>> start Exercise materials

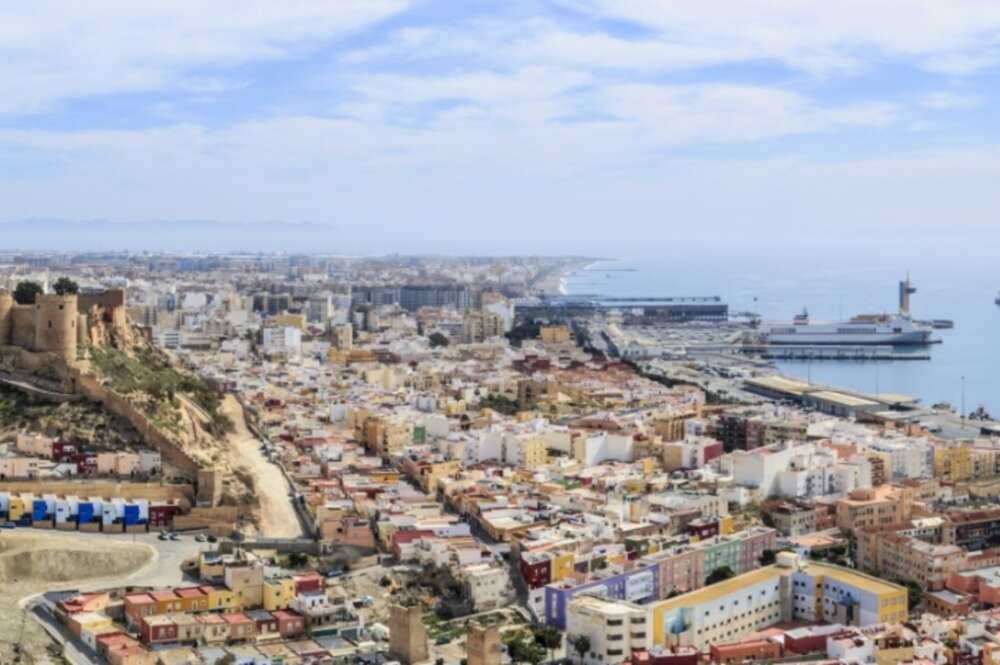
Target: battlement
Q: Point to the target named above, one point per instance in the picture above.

>> end Exercise materials
>> start Exercise materials

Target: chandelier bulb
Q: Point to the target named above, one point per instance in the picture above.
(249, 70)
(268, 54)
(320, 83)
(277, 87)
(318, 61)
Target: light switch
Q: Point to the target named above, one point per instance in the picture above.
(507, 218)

>> end Exercise materials
>> start Exercise materials

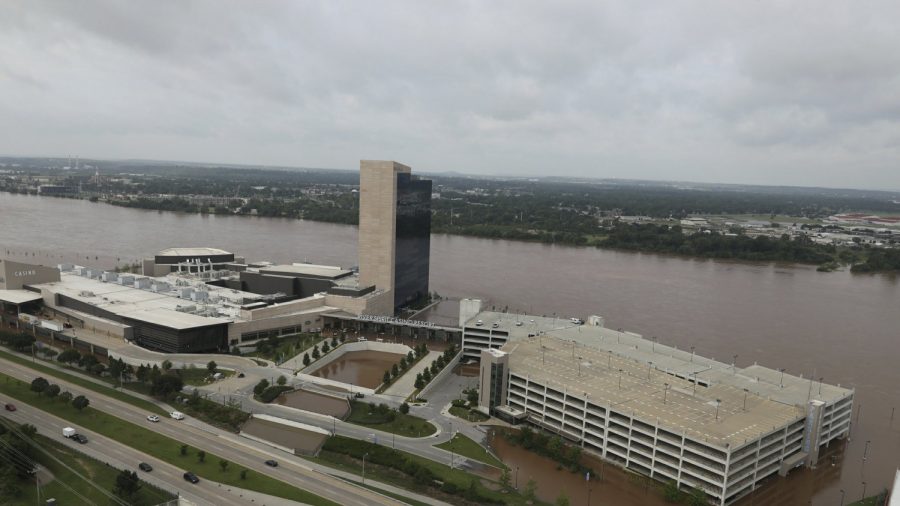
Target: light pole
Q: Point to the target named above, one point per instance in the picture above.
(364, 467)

>> end Exercise materials

Collect every line from the entries above that contains the string "light".

Target: light switch
Target: light pole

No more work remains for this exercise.